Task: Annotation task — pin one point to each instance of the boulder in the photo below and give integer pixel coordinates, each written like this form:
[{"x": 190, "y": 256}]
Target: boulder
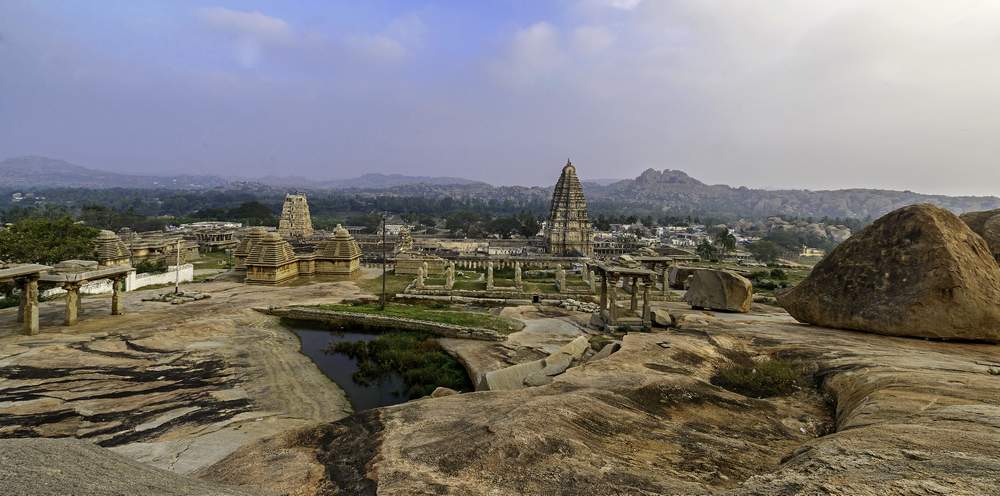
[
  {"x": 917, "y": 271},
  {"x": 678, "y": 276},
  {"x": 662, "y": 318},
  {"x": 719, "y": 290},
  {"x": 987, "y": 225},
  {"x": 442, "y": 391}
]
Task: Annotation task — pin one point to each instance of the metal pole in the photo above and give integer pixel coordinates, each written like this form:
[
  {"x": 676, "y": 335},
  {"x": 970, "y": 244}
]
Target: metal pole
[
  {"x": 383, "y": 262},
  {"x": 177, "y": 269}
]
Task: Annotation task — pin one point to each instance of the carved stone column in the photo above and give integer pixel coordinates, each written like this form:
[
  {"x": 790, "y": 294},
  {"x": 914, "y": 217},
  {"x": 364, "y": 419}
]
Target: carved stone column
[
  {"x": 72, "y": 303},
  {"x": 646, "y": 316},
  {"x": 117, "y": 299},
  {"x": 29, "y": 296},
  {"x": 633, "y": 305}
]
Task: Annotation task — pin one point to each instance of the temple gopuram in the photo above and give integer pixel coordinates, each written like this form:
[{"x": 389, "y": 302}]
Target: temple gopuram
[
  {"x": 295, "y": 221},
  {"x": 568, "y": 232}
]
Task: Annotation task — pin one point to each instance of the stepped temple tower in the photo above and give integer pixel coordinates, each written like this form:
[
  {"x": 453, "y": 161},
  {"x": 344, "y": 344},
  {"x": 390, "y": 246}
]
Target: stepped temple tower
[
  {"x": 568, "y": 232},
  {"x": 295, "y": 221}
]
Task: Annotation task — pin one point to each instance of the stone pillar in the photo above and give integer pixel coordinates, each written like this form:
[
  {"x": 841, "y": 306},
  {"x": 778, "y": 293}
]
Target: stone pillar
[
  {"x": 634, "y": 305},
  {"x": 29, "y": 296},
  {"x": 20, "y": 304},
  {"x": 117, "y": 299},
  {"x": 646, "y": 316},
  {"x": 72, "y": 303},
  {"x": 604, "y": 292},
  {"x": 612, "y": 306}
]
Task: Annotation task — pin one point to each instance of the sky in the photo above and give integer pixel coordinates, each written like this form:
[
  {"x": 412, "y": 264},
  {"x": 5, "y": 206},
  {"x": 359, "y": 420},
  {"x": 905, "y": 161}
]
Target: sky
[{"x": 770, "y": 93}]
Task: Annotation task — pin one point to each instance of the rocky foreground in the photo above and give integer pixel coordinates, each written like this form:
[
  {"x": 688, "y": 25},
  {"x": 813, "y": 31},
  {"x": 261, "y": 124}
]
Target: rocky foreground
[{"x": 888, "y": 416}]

==*==

Could you reproduce all of the data above exactly and skip any image?

Task: Annotation task — pin one point to each instance of the boulder in the photo below and give integer pixel coordinates, each written like this form:
[{"x": 190, "y": 256}]
Target: boulder
[
  {"x": 917, "y": 271},
  {"x": 678, "y": 276},
  {"x": 662, "y": 318},
  {"x": 719, "y": 290},
  {"x": 987, "y": 225},
  {"x": 442, "y": 391}
]
Task: Annotation task — pin one point to each instance of the metal pole in the photo above and give integer pixel coordinates, each written like this form:
[
  {"x": 676, "y": 335},
  {"x": 970, "y": 244}
]
Target: metal pole
[
  {"x": 383, "y": 262},
  {"x": 177, "y": 269}
]
Task: Annotation task — pin one point to each instance of the carved stone column in the photo above and give integer pixel coordinates, each written like this form:
[
  {"x": 790, "y": 294},
  {"x": 914, "y": 217},
  {"x": 364, "y": 419}
]
Target: carved stone column
[
  {"x": 72, "y": 303},
  {"x": 646, "y": 316},
  {"x": 117, "y": 299},
  {"x": 29, "y": 296},
  {"x": 633, "y": 305}
]
Task: Annotation task — pin one point to each instance of the temple gopuram in the photo above and give integer pixel coordinates, each written like this form:
[{"x": 389, "y": 302}]
Target: temple gopuram
[
  {"x": 295, "y": 221},
  {"x": 568, "y": 232}
]
Task: Annotation task — pin one point to each instance of the stepped temple tower in the photo above and give integer pixel coordinates, each written like this form:
[
  {"x": 453, "y": 161},
  {"x": 344, "y": 344},
  {"x": 390, "y": 246}
]
Target: stepped temple tower
[
  {"x": 568, "y": 232},
  {"x": 295, "y": 221}
]
Task: Annotation task — pin one point to each instance of the stone pillar in the photo above and give integer pixel coordinates, each written like this form:
[
  {"x": 841, "y": 306},
  {"x": 778, "y": 293}
]
Target: stone pillar
[
  {"x": 634, "y": 305},
  {"x": 29, "y": 296},
  {"x": 20, "y": 304},
  {"x": 117, "y": 299},
  {"x": 646, "y": 316},
  {"x": 72, "y": 303},
  {"x": 604, "y": 292},
  {"x": 612, "y": 306}
]
Task: Annotation task — pin one point to each instance of the sky in the photo above and give integer pixel coordinates, each written like this form:
[
  {"x": 412, "y": 264},
  {"x": 5, "y": 206},
  {"x": 359, "y": 420},
  {"x": 905, "y": 161}
]
Target: sky
[{"x": 770, "y": 93}]
Task: Annotation task — pin one point to each instance of the rocky foreground in the photo above and give integer pixel coordinates, each written like this form:
[
  {"x": 688, "y": 25},
  {"x": 813, "y": 31},
  {"x": 261, "y": 124}
]
Target: rocky foreground
[{"x": 888, "y": 416}]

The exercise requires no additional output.